When you copy the listing, skip the images and return each line verbatim.

INFORMATION PROVIDED:
>>>>>

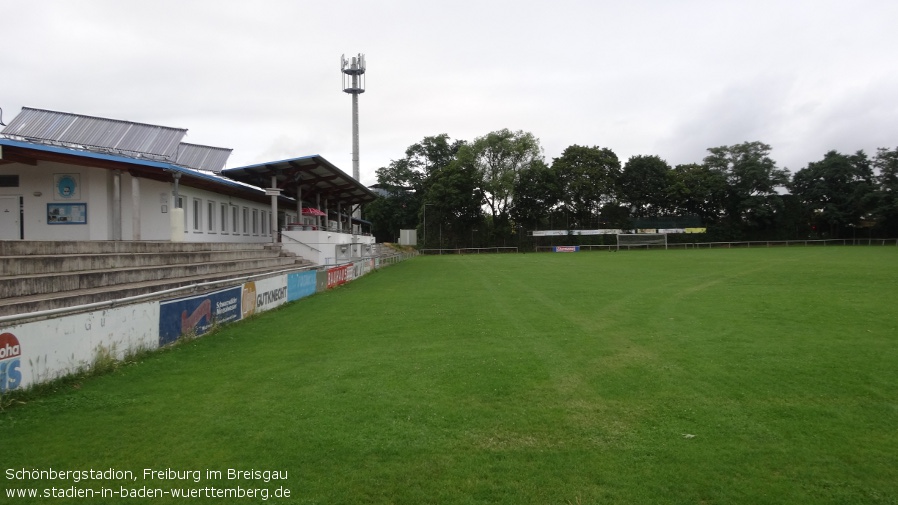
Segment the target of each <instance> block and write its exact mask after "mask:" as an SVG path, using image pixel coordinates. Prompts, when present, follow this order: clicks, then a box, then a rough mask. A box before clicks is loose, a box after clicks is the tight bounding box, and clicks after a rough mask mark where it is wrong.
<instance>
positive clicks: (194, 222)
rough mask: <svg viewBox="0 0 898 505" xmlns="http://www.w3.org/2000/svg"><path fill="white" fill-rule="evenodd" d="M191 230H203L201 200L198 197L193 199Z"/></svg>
mask: <svg viewBox="0 0 898 505" xmlns="http://www.w3.org/2000/svg"><path fill="white" fill-rule="evenodd" d="M193 231H195V232H197V233H202V231H203V201H202V200H200V199H199V198H194V199H193Z"/></svg>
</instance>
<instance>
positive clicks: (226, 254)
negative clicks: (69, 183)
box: [0, 241, 311, 315]
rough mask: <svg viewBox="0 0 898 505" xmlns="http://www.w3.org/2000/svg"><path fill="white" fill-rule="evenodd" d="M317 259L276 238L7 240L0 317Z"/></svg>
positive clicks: (271, 267)
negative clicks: (315, 258) (120, 241)
mask: <svg viewBox="0 0 898 505" xmlns="http://www.w3.org/2000/svg"><path fill="white" fill-rule="evenodd" d="M310 264H311V262H309V261H306V260H304V259H302V258H299V257H297V256H296V255H295V254H293V253H291V252H288V251H283V250H282V249H281V247H280V245H279V244H270V243H199V242H175V243H171V242H113V241H98V242H71V241H47V242H38V241H10V242H3V241H0V315H12V314H23V313H27V312H33V311H40V310H48V309H55V308H63V307H69V306H76V305H84V304H88V303H94V302H101V301H110V300H116V299H120V298H125V297H129V296H136V295H143V294H147V293H152V292H155V291H164V290H167V289H171V288H175V287H181V286H185V285H192V284H198V283H202V282H206V281H215V280H225V279H232V278H239V277H246V276H249V275H255V274H259V273H267V272H273V271H278V270H292V269H299V268H302V267H303V266H306V265H310ZM185 296H186V295H185Z"/></svg>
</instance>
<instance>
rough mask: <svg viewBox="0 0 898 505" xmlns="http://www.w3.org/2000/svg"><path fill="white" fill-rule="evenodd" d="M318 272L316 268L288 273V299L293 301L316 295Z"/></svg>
mask: <svg viewBox="0 0 898 505" xmlns="http://www.w3.org/2000/svg"><path fill="white" fill-rule="evenodd" d="M316 277H317V274H316V272H315V271H314V270H309V271H306V272H299V273H293V274H288V275H287V301H288V302H292V301H294V300H299V299H300V298H305V297H306V296H310V295H314V294H315V291H316V289H317V286H316Z"/></svg>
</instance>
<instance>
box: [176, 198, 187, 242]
mask: <svg viewBox="0 0 898 505" xmlns="http://www.w3.org/2000/svg"><path fill="white" fill-rule="evenodd" d="M178 208H179V209H181V210H183V211H184V233H187V208H186V207H184V197H183V196H179V197H178Z"/></svg>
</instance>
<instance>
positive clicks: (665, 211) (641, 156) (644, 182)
mask: <svg viewBox="0 0 898 505" xmlns="http://www.w3.org/2000/svg"><path fill="white" fill-rule="evenodd" d="M670 183H671V177H670V165H668V164H667V162H666V161H664V160H662V159H661V158H660V157H658V156H633V157H631V158H630V159H629V160H627V163H626V164H624V168H623V170H622V171H621V174H620V177H619V178H618V180H617V189H618V196H619V197H620V200H621V202H622V203H625V204H627V205H629V206H630V209H631V213H632V215H633V216H634V217H651V216H659V215H663V214H666V213H667V212H668V211H669V208H670V203H669V200H668V198H669V196H670Z"/></svg>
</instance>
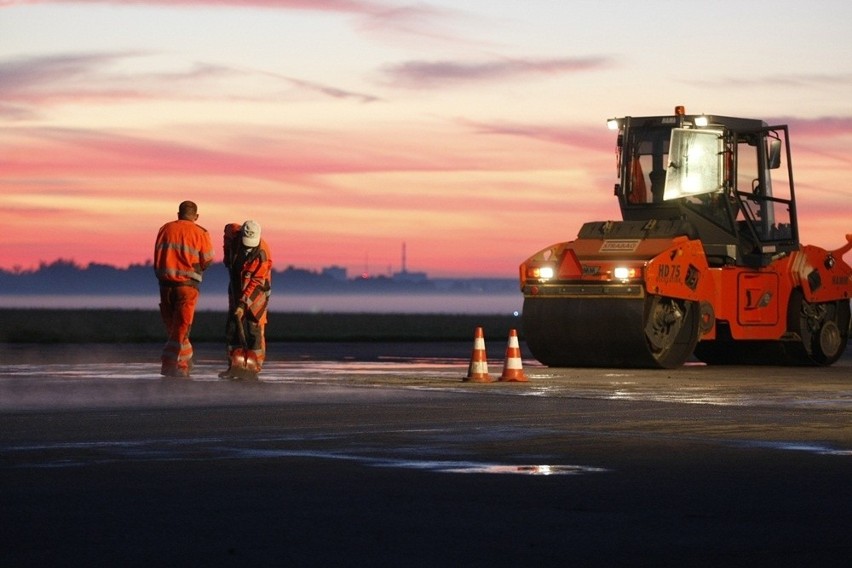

<<<<<

ANSWER TO THE PROBLEM:
Segment the target of each <instance> block and write its exact mask after "mask:" as an SVG path, using image pixel coordinates. Prompts, when present, follow this order: clicks, then a box, then a rough mask. A box before clicks is loose, a box after clicks is the tight bounding box, and clicks after a rough mask mark where it is wrong.
<instance>
positive clicks: (194, 222)
rough mask: <svg viewBox="0 0 898 505" xmlns="http://www.w3.org/2000/svg"><path fill="white" fill-rule="evenodd" d="M191 230H203L201 200L198 197L193 199Z"/></svg>
mask: <svg viewBox="0 0 898 505" xmlns="http://www.w3.org/2000/svg"><path fill="white" fill-rule="evenodd" d="M193 231H195V232H197V233H202V231H203V201H202V200H200V199H199V198H194V199H193Z"/></svg>
</instance>
<instance>
positive clicks: (226, 254)
negative clicks: (69, 183)
box: [0, 241, 311, 315]
rough mask: <svg viewBox="0 0 898 505" xmlns="http://www.w3.org/2000/svg"><path fill="white" fill-rule="evenodd" d="M317 259L276 238L7 240L0 317Z"/></svg>
positive clicks: (271, 267)
negative clicks: (315, 258) (120, 241)
mask: <svg viewBox="0 0 898 505" xmlns="http://www.w3.org/2000/svg"><path fill="white" fill-rule="evenodd" d="M310 264H311V262H309V261H306V260H304V259H302V258H299V257H297V256H296V255H295V254H293V253H291V252H288V251H283V250H282V249H281V247H280V245H279V244H270V243H199V242H175V243H171V242H113V241H98V242H71V241H47V242H38V241H10V242H3V241H0V315H12V314H23V313H27V312H33V311H40V310H48V309H55V308H63V307H69V306H76V305H84V304H88V303H94V302H101V301H110V300H116V299H120V298H125V297H129V296H136V295H143V294H147V293H152V292H155V291H164V290H167V289H171V288H175V287H181V286H185V285H192V284H198V283H202V282H206V281H215V280H225V279H232V278H239V277H246V276H249V275H255V274H259V273H267V272H273V271H278V270H292V269H299V268H302V267H303V266H306V265H310ZM185 296H186V295H185Z"/></svg>
</instance>
<instance>
rough mask: <svg viewBox="0 0 898 505" xmlns="http://www.w3.org/2000/svg"><path fill="white" fill-rule="evenodd" d="M318 272L316 268L288 273V299L293 301L316 295Z"/></svg>
mask: <svg viewBox="0 0 898 505" xmlns="http://www.w3.org/2000/svg"><path fill="white" fill-rule="evenodd" d="M316 277H317V274H316V272H315V271H314V270H309V271H306V272H299V273H293V274H288V275H287V301H288V302H292V301H294V300H299V299H300V298H305V297H306V296H310V295H314V294H315V291H316V289H317V286H316Z"/></svg>
</instance>
<instance>
box: [176, 198, 187, 242]
mask: <svg viewBox="0 0 898 505" xmlns="http://www.w3.org/2000/svg"><path fill="white" fill-rule="evenodd" d="M178 208H179V209H181V210H183V211H184V233H187V208H186V207H184V197H183V196H179V197H178Z"/></svg>
</instance>
<instance>
positive clicks: (665, 211) (641, 156) (644, 182)
mask: <svg viewBox="0 0 898 505" xmlns="http://www.w3.org/2000/svg"><path fill="white" fill-rule="evenodd" d="M670 183H671V177H670V165H668V164H667V162H666V161H664V160H662V159H661V158H660V157H658V156H633V157H631V158H630V159H629V160H627V163H626V164H624V168H623V170H622V171H621V174H620V177H619V178H618V180H617V189H618V196H619V197H620V200H621V202H622V203H625V204H627V205H629V206H630V209H631V213H632V215H633V216H634V217H651V216H659V215H663V214H666V213H667V212H668V211H669V208H670V203H669V200H668V198H669V196H670Z"/></svg>
</instance>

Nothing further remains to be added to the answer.